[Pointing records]
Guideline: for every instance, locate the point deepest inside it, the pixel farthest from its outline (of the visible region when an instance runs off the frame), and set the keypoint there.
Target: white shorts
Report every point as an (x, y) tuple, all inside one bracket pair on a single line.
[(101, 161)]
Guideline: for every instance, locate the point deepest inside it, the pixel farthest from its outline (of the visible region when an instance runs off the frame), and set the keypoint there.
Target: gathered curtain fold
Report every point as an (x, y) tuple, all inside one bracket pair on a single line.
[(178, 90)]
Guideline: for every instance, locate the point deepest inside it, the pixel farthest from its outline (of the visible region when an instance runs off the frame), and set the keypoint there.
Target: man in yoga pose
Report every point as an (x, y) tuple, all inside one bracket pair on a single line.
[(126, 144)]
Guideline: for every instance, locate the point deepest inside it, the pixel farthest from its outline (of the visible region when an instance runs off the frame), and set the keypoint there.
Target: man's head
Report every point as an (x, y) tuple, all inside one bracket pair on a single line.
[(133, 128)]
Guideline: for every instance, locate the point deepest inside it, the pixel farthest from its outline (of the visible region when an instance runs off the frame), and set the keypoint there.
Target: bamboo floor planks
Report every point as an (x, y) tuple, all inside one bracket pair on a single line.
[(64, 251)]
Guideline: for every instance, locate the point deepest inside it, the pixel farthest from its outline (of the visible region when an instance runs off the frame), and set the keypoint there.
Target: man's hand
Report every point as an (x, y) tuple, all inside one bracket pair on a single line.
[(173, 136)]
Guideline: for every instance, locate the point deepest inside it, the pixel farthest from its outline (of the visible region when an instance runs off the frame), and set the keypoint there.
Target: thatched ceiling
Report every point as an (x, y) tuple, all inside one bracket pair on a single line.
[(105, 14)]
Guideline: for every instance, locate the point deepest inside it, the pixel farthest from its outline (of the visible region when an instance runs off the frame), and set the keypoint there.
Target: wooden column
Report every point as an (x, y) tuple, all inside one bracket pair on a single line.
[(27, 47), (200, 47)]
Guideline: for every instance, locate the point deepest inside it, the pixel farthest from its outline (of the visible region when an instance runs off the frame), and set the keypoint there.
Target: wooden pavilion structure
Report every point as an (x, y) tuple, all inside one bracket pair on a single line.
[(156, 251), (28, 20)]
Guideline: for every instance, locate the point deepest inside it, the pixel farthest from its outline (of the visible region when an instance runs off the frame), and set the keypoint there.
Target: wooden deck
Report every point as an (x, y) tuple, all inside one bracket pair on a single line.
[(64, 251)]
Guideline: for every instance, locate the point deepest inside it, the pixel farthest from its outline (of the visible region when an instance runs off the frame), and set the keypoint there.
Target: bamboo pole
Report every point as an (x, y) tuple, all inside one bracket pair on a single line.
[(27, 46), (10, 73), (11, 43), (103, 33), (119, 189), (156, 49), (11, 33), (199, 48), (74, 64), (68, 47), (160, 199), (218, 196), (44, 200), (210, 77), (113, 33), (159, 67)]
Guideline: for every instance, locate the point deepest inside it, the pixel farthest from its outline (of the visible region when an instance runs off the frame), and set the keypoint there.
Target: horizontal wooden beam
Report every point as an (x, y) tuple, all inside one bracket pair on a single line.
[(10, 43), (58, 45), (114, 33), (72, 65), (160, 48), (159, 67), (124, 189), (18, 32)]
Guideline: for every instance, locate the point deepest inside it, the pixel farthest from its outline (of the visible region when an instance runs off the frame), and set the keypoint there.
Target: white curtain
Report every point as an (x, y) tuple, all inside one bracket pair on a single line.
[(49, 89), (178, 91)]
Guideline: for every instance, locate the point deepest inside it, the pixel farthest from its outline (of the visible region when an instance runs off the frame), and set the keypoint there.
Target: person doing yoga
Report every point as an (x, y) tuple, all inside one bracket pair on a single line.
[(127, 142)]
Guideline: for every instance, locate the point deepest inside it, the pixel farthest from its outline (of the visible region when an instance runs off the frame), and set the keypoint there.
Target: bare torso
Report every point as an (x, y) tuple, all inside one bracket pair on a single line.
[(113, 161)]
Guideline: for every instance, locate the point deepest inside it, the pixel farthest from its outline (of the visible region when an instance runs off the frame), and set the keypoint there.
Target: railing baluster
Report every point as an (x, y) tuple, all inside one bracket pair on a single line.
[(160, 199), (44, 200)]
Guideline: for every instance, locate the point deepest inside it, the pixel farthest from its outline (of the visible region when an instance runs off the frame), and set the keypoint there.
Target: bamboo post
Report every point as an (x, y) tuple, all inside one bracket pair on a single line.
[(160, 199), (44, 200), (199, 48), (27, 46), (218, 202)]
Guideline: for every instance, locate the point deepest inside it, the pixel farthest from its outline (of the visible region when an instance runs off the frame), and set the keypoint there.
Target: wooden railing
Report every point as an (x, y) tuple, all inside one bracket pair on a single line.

EXERCISE DETAILS ▸ Copy all of the records above line for line, with no changes.

COMPLETED EXERCISE ▸
Guideline: for every instance, locate the point deepest inside it, the pixel farthest from its outline (of the visible region when an instance runs off the frame), and set the keypoint there.
Target: white shorts
Report every point as an (x, y) tuple, all inside one bracket pair on a single line.
[(101, 161)]
Guideline: for every instance, locate the point deepest inside it, the pixel farthest from its outline (of the visible region when an instance runs off the frame), and set the keypoint there.
Target: gathered curtain fold
Report every point as an (x, y) tuple, all inside one bracket pair on a single line.
[(178, 90)]
Guideline: for every instance, locate the point deepest inside it, the pixel farthest from its outline (of the visible region when an instance runs off the frame), and set the keypoint there.
Target: man in yoga pose
Report every point as an (x, y) tuple, all inside one bracket pair on a single line.
[(126, 144)]
Guideline: for every instance, locate the point deepest inside it, the pixel farthest from its outline (of the visible region when an instance runs off the frame), and set the keypoint there.
Target: man's head
Report every point as an (x, y) tuple, all inside one bracket pair on a single line.
[(133, 128)]
Guideline: for every instance, locate the point deepest inside it, the pixel farthest from its outline (of the visible region when an instance runs off the frame), and set the keypoint there.
Target: bamboo floor planks
Report every point as an (x, y) tuple, all inside one bracket pair on a single line.
[(64, 251)]
Guideline: for every instance, locate the point deepest inside it, the pixel farthest from its outline (of the visible region when an instance runs off the frame), and set the keypoint there.
Target: man's hand
Report every point as an (x, y) tuple, all inside one bracket pair on a single line.
[(173, 136)]
Guideline: for every instance, locate the point deepest inside it, the pixel farthest from its outline (of the visible region when an instance runs off the frame), and set the keypoint there.
Target: thatched ceiling
Report every point as an (x, y) tuple, all inside one bracket pair on a single line.
[(105, 14)]
Guideline: for every instance, locate the point deepest inside it, the pixel farthest from its outline (of the visible region when an instance runs off the frame), and set the keypoint there.
Target: wooden column
Report every point as an (x, y) tuple, all inside one bracket pair on a single line.
[(27, 47), (200, 47)]
Guideline: for every instance, locate the point deepest inside it, the pixel farthest from its outline (of the visible region when an instance runs off the frame), and set the keypoint there.
Target: wooden pavilion structure
Report every point as an (x, y) tuple, all inside one bracket pair on a single line.
[(156, 251), (28, 20)]
Guideline: for every instance, locate the point deepest inside it, the pixel farthest from its outline (of the visible region when an instance runs off the frame), and set the keypoint there.
Target: wooden deck
Report every point as an (x, y) tuple, all inside one bracket pair on a single line.
[(64, 251)]
Guideline: for every instance, locate the point deepest inside it, the pixel farthest from its outline (of the visible region when an instance runs off the frame), and set the keypoint there.
Target: bamboo pole
Report every point as an (x, y) tuple, all inside one bracket pair on a single line.
[(27, 46), (10, 73), (11, 43), (103, 33), (119, 189), (156, 49), (11, 33), (199, 48), (74, 64), (68, 47), (160, 199), (218, 196), (44, 200), (210, 77), (113, 33), (159, 67)]
Guideline: for every instance, locate the point deepest inside it, the pixel farthest from its outline (of the visible region when an instance runs off the frame), and set the keypoint there.
Target: horizontal wooden beam
Report every point as an (x, y) tuple, all inside one bracket pair on a single line.
[(10, 43), (58, 45), (114, 33), (72, 65), (160, 48), (159, 67), (124, 189), (18, 32)]
Guideline: for every instance, locate the point deepest inside it, the pixel farthest from its outline (of the visible region when an instance runs off the frame), and set the keypoint there.
Target: white curtain
Report every point as an (x, y) tuple, all inside one bracket pair on a single line.
[(49, 89), (178, 91)]
Guideline: for every instance, locate the point deepest inside it, the pixel farthest from its outline (of the visible region when an instance runs off the frame), and set the keypoint there.
Target: person doing yoga
Report every point as an (x, y) tuple, all inside one bracket pair on a single line.
[(127, 142)]
Guideline: for every instance, locate the point deepest inside it, the pixel farthest from its outline (of the visible region when an instance runs off the frame), and set the keypoint there.
Target: bare torso
Report every point as an (x, y) tuple, all inside one bracket pair on a single line.
[(113, 161)]
Guideline: for every instance, locate the point deepest inside it, the pixel farthest from its outline (of the visible region when an instance runs off the frame), and set the keypoint there.
Target: railing baluster
Report every point as an (x, y) tuple, all inside one bracket pair on a single line.
[(160, 199), (44, 200)]
Guideline: for every instance, locate the point deepest inside it, the pixel farthest from its outline (of the visible region when an instance runs off the frame), and set the keypoint there.
Target: bamboo post
Report every point as an (x, y) tuple, all inside one bracket pair on a single line.
[(160, 199), (44, 200), (199, 48), (27, 46), (218, 202)]
Guideline: for every instance, locate the point deepest inside it, the pixel farthest from its outline (of the visible region when an instance runs off the frame), and set the keypoint there.
Target: wooden railing
Report every point as an (x, y) tuple, all inside one bracket pair on a single line.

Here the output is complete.